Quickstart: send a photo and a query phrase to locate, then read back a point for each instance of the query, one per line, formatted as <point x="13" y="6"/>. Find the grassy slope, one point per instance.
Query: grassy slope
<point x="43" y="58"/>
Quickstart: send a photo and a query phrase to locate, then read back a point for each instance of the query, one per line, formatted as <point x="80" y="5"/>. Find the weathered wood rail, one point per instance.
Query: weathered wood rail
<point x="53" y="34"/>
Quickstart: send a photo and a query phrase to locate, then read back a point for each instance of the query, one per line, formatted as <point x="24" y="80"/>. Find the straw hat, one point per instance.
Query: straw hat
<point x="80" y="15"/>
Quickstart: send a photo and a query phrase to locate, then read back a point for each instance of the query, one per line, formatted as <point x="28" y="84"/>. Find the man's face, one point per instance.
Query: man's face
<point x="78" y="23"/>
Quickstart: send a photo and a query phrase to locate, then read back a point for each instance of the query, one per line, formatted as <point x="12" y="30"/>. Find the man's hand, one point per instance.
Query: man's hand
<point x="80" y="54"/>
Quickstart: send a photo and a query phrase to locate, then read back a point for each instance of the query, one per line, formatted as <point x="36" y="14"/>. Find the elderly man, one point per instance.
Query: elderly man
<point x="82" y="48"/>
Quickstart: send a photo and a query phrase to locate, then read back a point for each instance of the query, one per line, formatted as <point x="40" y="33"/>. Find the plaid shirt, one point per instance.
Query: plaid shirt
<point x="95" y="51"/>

◆ ◆ ◆ ◆

### Your goal:
Write out exactly, and only, each line from the one with "hat, one point per instance." down to the last line of the records above.

### Finished task:
Quickstart: send a photo and a query phrase to locate, then read back a point for each instance of the query, one per line, formatted as <point x="24" y="80"/>. Find the straw hat, one point per instance.
Query: straw hat
<point x="80" y="15"/>
Quickstart: send a photo and a query phrase to locate, then read back a point for each instance of the query, one per line, formatted as <point x="28" y="84"/>. Find the man's face, one point per instance.
Query: man's face
<point x="78" y="23"/>
Quickstart: send a photo and a query phrase to locate, then read back a point for each instance of the query, one per line, formatted as <point x="12" y="30"/>. Find the man's hand, one point per instance.
Query: man's hand
<point x="80" y="54"/>
Quickstart: send a photo and a query phrase to locate, then read back a point for each instance of the query, one per line, formatted as <point x="36" y="14"/>. Find the elderly man, one point per instance.
Query: elderly man
<point x="82" y="48"/>
Quickstart: send a photo and a query phrase to locate, then read back a point for each instance of the query, one per line, formatted as <point x="40" y="33"/>. Find the plaid shirt, one point per instance.
Query: plaid shirt
<point x="95" y="51"/>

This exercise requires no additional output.